- WRITTEN PROBLEM
Extract every line below, verbatim.

- ENTRIES SUPPLIED
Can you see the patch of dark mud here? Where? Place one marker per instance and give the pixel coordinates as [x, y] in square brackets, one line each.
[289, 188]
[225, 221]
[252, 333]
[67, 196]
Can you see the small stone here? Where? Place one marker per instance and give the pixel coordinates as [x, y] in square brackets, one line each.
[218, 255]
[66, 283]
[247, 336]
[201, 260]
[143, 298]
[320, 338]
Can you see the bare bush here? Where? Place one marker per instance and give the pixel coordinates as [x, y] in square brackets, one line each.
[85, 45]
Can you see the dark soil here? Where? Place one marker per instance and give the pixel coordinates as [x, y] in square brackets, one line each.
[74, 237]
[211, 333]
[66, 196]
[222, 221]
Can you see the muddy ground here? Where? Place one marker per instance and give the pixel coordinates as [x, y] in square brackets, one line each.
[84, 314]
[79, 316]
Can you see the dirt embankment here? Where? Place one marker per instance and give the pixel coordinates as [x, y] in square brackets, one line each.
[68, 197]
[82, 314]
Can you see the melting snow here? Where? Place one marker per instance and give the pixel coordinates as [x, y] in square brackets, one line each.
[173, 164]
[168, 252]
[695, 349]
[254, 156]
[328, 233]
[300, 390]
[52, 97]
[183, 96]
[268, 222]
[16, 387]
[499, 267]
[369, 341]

- FULL ANSWER
Can you see the patch of dark mud here? Where? Place one marker per instance and give the pixel coordinates as [x, y] in square brackets, one line each.
[289, 188]
[225, 221]
[252, 333]
[67, 196]
Can you see the small stone here? Where? Place one marker per instance and give the pixel coordinates as [x, y] in square brackets, one line each.
[218, 255]
[66, 283]
[247, 336]
[201, 260]
[143, 298]
[320, 338]
Can you see the bare bush here? Where? Place one marker per instance and give the pixel coordinates as [x, y] in square brackets, one line each.
[85, 45]
Can you see the dark soil here? Where? Place one marker per instance and give the pixel coordinates as [x, y] in square brackets, one line each.
[74, 237]
[211, 333]
[66, 196]
[222, 221]
Can you see the muddy ground here? Where? Place one marker per instance and give the pixel coordinates as [x, y] in square brackets, one line each.
[84, 314]
[79, 316]
Can you see the dirt embankment here? Where? Place one marker per instance and give the pixel coordinates as [x, y] in square brackets, one line each.
[68, 197]
[82, 314]
Can you see the melting snow here? Where? Place one marker per instance and give the pixel coordinates as [x, y] in square brackets, one line each.
[173, 164]
[168, 252]
[695, 349]
[254, 156]
[328, 233]
[300, 390]
[52, 97]
[183, 96]
[268, 222]
[16, 387]
[499, 267]
[369, 341]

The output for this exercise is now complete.